■ **Фрагмент текста**
=-=-=

Вот –любители почесать языком, которых в общем-то устраивает их нынешнее положение – Сатин, Бубнов (В. Афанасьев, В. Борисов) (Бубнов об уходе из мастерской – «Да я бы все равно ее пропил!»). Вот Актер (А. Задохин) – о прошлом вспоминает чаще, но большую часть времени все же – в виде цитат и аллюзий, добавляющих общей фантасмагоричности бытию («Играли мы «Тиля Уленшпигеля» в Костроме…» [вот интересно, почему его и именно там?? В оригинале иначе, так что что-то здесь закопано!]) Была бы вполне довольна и Настя (Г. Галкина), не пытайся Барон все время усомниться в истории ее «ррроковой любви»…

Но довольны не все. Клещ (А. Ванин), одно из первых впечатлений спектакля – и далее оно длится, не уменьшаясь в силе, как бы ни были малы его реплики.

=-=-=

■ **Короткое задание A**
Проверьте, согласуются ли с фрагментом о спектакле три утверждения, и для каждого ответьте «да» или «нет», приведя решающие слова фрагмента дословно. (i) Бубнов говорит, что мастерскую он бы всё равно пропил. (ii) Настю играет Г. Галкина. (iii) Клеща играет А. Задохин.

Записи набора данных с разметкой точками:
=-=-=

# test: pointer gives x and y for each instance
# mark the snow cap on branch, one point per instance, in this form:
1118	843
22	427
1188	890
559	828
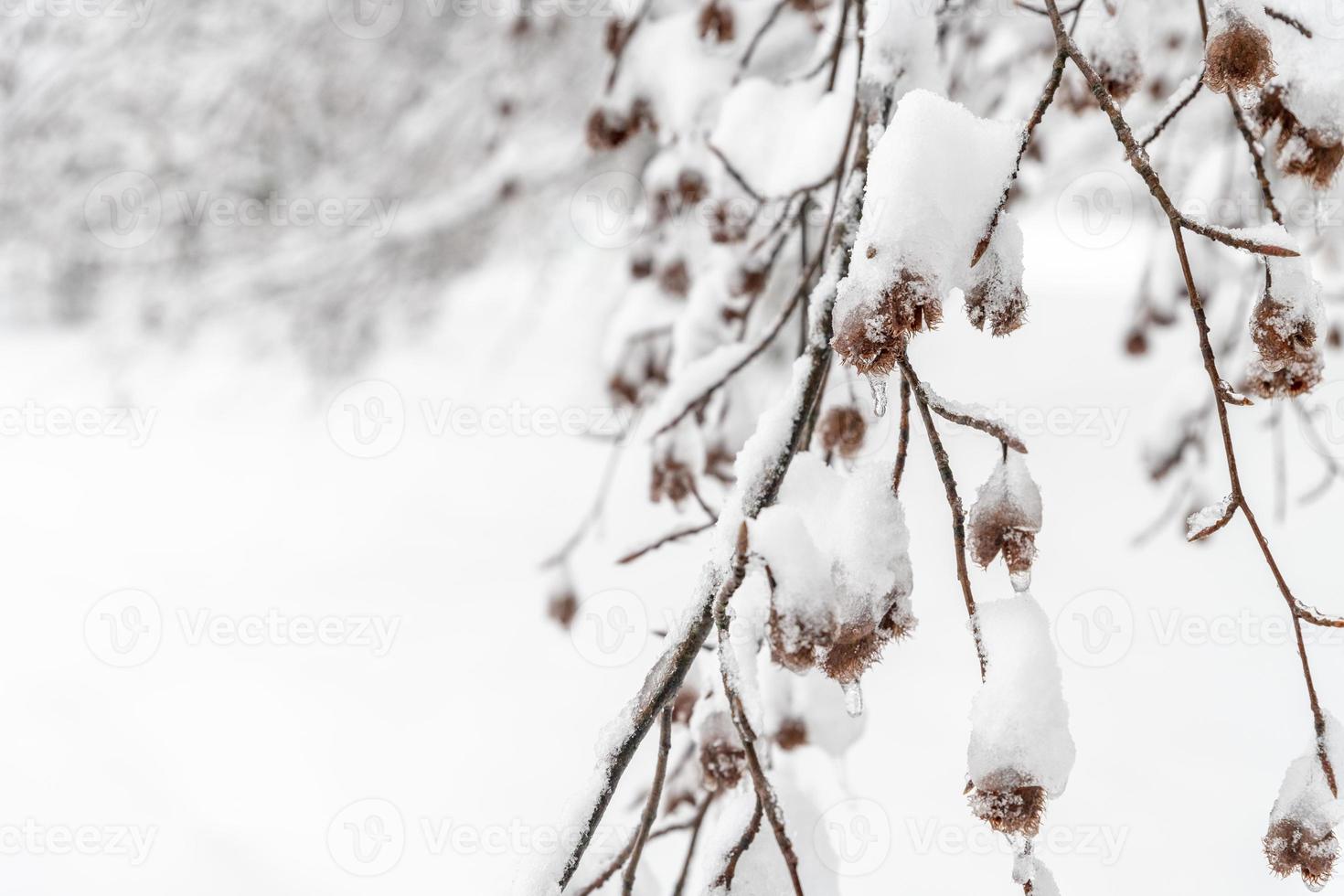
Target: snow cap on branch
1006	517
1020	750
1306	815
837	551
934	183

=-=-=

■ **Короткое задание B**
Верните без единого изменения все строки набора с разметкой точками, приведённые выше. Изображения в ответ не включайте.

■ **Решение A**
(i) Да: «Да я бы все равно ее пропил!»
(ii) Да: «Настя (Г. Галкина)»
(iii) Нет: «Клещ (А. Ванин)»

■ **Решение B**
# test: pointer gives x and y for each instance
# mark the snow cap on branch, one point per instance, in this form:
1118	843
22	427
1188	890
559	828
Target: snow cap on branch
1006	517
1020	750
1306	815
837	551
934	183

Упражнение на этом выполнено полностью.